## Text segment
========

A High Performance Thin Layer Chromatographic Method Using a Design of Experiment Approach for Estimation of Phytochemicals in Extracts of Moringa Oleifera Leaves

Asha Thomas; Abhilash Kanakdhar; Adinath Shirsat; Sanjeevani Deshkar; Lata Kothapalli

doi:10.4274/tjps.galenos.2018.80958

A High Performance Thin Layer Chromatographic Method Using a Design of Experiment Approach for Estimation of Phytochemicals in Extracts of Moringa Oleifera Leaves

Turk J Pharm Sci. 2020 Apr;17(2):148-158. doi: 10.4274/tjps.galenos.2018.80958. Epub 2020 Apr 24.

Authors

Asha Thomas¹, Abhilash Kanakdhar¹, Adinath Shirsat², Sanjeevani Deshkar³, Lata Kothapalli¹

Affiliations

¹ Dr. D.Y. Patil Institute of Pharmaceutical Sciences and Research, Clinic of Pharmaceutical Chemistry, Maharashtra, India.
² Peptide-Formulation Development (NDDS), Sun Pharmaceutical Industries Ltd, Vadodara, India.
³ Dr. D.Y. Patil Institute of Pharmaceutical Sciences and Research, Clinic of Pharmaceutics, Maharashtra, India.

Abstract

Objectives: A systematic design of experiment (DoE) based sensitive, robust high performance thin layer chromatographic (HPTLC) method was established for simultaneous estimation of gallic acid (GA), quercetin (QT), and rutin (RT) from ethanolic and aqueous leaf extracts of Moringa oleifera.

========

## Records supplied
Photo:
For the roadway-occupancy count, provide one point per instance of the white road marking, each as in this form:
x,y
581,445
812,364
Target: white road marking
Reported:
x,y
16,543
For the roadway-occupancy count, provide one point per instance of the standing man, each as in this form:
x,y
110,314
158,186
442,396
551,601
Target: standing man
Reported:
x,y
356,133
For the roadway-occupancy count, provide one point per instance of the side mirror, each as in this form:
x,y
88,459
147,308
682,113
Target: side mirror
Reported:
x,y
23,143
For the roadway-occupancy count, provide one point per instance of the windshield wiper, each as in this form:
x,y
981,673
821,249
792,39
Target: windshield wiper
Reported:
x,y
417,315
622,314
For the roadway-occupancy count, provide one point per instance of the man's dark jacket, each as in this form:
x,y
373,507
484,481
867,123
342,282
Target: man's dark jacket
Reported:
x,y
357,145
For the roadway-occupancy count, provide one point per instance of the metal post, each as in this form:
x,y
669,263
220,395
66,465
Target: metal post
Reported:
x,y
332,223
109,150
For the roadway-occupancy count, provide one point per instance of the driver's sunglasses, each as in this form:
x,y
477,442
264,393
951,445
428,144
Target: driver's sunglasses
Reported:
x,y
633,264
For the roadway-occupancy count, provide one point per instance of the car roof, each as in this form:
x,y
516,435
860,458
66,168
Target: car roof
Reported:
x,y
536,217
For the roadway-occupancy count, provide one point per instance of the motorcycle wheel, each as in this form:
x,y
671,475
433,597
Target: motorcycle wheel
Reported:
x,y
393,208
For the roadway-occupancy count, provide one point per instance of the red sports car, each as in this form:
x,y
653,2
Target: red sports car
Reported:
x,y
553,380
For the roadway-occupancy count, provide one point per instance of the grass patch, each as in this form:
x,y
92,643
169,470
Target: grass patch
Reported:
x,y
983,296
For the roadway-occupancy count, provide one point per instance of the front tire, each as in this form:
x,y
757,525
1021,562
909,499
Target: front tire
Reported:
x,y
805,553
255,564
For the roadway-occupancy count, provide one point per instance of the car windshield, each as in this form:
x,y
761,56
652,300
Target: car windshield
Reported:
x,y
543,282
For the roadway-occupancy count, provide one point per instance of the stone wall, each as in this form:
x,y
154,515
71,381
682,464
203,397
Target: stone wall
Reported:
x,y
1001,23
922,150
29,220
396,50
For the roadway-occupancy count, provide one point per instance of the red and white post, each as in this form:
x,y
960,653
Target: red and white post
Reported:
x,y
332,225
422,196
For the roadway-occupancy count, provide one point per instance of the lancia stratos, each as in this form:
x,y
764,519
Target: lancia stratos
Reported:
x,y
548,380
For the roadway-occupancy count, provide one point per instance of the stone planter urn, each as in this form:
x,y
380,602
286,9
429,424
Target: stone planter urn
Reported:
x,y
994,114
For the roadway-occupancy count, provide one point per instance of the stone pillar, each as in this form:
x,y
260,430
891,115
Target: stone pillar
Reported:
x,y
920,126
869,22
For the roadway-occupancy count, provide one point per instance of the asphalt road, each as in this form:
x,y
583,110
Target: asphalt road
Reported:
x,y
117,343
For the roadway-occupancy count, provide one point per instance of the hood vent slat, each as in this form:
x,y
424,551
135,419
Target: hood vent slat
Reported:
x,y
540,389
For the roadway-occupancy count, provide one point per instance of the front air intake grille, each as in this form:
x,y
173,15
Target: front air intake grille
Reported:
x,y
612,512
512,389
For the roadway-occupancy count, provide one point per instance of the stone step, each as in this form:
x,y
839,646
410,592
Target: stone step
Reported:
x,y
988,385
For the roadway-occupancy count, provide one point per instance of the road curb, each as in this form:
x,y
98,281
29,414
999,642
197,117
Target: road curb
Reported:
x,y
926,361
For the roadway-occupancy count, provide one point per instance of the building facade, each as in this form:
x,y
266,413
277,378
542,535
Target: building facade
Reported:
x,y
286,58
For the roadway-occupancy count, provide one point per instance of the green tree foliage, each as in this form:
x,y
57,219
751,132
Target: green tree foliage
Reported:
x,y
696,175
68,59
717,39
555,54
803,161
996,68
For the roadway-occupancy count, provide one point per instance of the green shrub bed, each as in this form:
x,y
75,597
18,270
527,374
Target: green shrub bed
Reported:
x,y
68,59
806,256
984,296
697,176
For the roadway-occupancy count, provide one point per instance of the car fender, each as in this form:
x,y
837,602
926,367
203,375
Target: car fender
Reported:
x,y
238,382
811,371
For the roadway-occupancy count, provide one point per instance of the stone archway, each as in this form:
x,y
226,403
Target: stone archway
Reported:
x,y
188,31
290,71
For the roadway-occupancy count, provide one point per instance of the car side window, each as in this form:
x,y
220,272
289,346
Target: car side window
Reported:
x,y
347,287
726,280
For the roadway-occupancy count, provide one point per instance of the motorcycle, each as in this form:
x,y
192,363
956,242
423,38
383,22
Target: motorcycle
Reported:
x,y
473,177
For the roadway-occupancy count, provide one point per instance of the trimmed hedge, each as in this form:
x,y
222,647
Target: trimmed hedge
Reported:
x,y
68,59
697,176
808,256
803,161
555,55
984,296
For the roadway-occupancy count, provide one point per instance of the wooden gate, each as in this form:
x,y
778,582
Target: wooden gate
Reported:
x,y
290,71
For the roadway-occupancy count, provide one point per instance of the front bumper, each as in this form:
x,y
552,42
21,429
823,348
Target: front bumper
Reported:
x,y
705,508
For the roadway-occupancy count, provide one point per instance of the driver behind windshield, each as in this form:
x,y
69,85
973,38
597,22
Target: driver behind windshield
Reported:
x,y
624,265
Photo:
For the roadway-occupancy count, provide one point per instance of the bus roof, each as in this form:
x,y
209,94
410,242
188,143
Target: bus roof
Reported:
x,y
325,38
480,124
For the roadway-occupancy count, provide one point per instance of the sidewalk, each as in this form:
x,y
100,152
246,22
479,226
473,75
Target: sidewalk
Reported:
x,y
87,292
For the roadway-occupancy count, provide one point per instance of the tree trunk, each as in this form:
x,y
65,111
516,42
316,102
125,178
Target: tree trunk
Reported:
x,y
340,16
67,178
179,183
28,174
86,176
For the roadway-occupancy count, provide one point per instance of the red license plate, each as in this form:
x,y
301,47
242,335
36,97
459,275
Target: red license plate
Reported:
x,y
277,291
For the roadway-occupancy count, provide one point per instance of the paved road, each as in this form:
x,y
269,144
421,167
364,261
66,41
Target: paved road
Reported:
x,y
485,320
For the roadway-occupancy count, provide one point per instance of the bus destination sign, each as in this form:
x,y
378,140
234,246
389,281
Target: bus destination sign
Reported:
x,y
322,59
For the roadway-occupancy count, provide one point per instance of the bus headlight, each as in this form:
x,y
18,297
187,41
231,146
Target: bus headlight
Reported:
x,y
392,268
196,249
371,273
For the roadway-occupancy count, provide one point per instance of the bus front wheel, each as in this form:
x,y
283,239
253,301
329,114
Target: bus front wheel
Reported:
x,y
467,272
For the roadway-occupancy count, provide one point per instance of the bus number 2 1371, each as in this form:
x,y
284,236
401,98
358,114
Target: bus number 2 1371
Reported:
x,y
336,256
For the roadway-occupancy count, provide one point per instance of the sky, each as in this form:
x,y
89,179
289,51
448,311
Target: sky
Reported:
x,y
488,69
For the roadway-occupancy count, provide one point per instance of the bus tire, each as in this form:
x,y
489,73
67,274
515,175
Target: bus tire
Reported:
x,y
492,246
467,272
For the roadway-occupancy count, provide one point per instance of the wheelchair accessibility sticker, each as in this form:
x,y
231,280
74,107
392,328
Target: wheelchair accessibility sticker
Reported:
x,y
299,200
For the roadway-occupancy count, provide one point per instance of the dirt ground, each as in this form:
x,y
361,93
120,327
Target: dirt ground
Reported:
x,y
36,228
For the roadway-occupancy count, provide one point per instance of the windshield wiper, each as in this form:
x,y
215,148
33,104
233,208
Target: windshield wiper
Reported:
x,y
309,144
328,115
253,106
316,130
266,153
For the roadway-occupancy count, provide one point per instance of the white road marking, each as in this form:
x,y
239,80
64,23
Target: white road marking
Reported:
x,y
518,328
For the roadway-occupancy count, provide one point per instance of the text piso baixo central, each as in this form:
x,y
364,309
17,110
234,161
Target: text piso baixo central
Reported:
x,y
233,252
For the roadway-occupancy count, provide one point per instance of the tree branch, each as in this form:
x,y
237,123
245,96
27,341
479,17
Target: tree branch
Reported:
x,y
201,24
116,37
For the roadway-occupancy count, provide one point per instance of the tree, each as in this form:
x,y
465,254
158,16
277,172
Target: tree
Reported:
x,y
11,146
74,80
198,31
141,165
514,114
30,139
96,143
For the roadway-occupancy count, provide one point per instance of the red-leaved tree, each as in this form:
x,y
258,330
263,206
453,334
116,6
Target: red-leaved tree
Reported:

========

## Parts of the exercise
A – Answer these questions using the Moringa oleifera HPTLC text, one line each:
(i) In which journal, volume, issue, and month was the work published?
(ii) In which city is the Sun Pharmaceutical Industries Ltd affiliation located?
(iii) Which three compounds does the method estimate?
B – From the Moringa oleifera HPTLC text, return the passage starting at "² Peptide-Formulation Development" and ending at "of Moringa oleifera.".
C – Turn the paragraph of the Moringa oleifera HPTLC text that begins "Objectives: A systematic design" into a short list that keeps its main facts.

## Answers for this exercise
A –
(i) Turk J Pharm Sci, volume 17, issue 2, April 2020
(ii) Vadodara, India
(iii) Gallic acid (GA), quercetin (QT), and rutin (RT)

B –
² Peptide-Formulation Development (NDDS), Sun Pharmaceutical Industries Ltd, Vadodara, India.
³ Dr. D.Y. Patil Institute of Pharmaceutical Sciences and Research, Clinic of Pharmaceutics, Maharashtra, India.

Abstract

Objectives: A systematic design of experiment (DoE) based sensitive, robust high performance thin layer chromatographic (HPTLC) method was established for simultaneous estimation of gallic acid (GA), quercetin (QT), and rutin (RT) from ethanolic and aqueous leaf extracts of Moringa oleifera.

C –
- Approach: systematic design of experiment (DoE)
- Method: sensitive, robust high performance thin layer chromatography (HPTLC)
- Compounds estimated simultaneously: gallic acid (GA), quercetin (QT), rutin (RT)
- Samples: ethanolic and aqueous leaf extracts of Moringa oleifera